* [GIVEN TASK]
Count the lines in the entries below that contain the string "comma", with case counting. Reply with the number alone.

* [MATERIAL]
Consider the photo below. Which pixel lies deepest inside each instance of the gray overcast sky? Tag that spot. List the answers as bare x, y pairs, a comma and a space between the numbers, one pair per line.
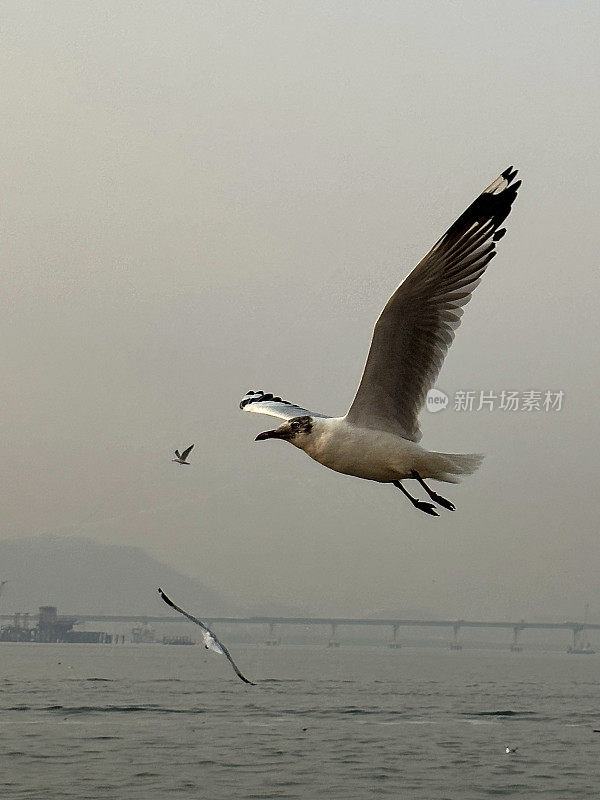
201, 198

* * *

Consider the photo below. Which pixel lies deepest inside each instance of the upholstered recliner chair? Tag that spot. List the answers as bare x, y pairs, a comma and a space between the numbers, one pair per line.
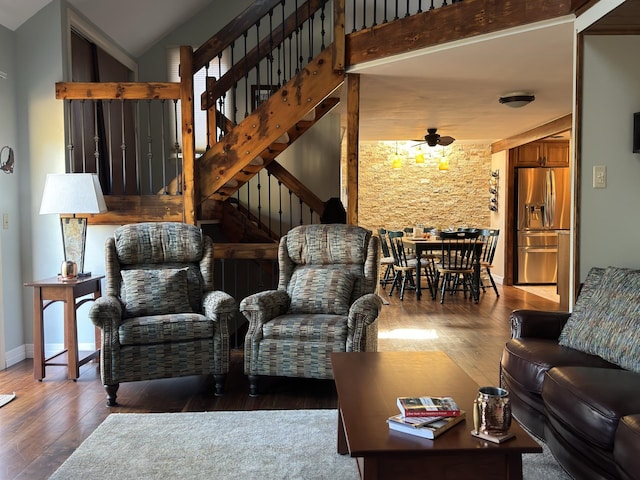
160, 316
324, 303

* [COMPLETED EXERCISE]
2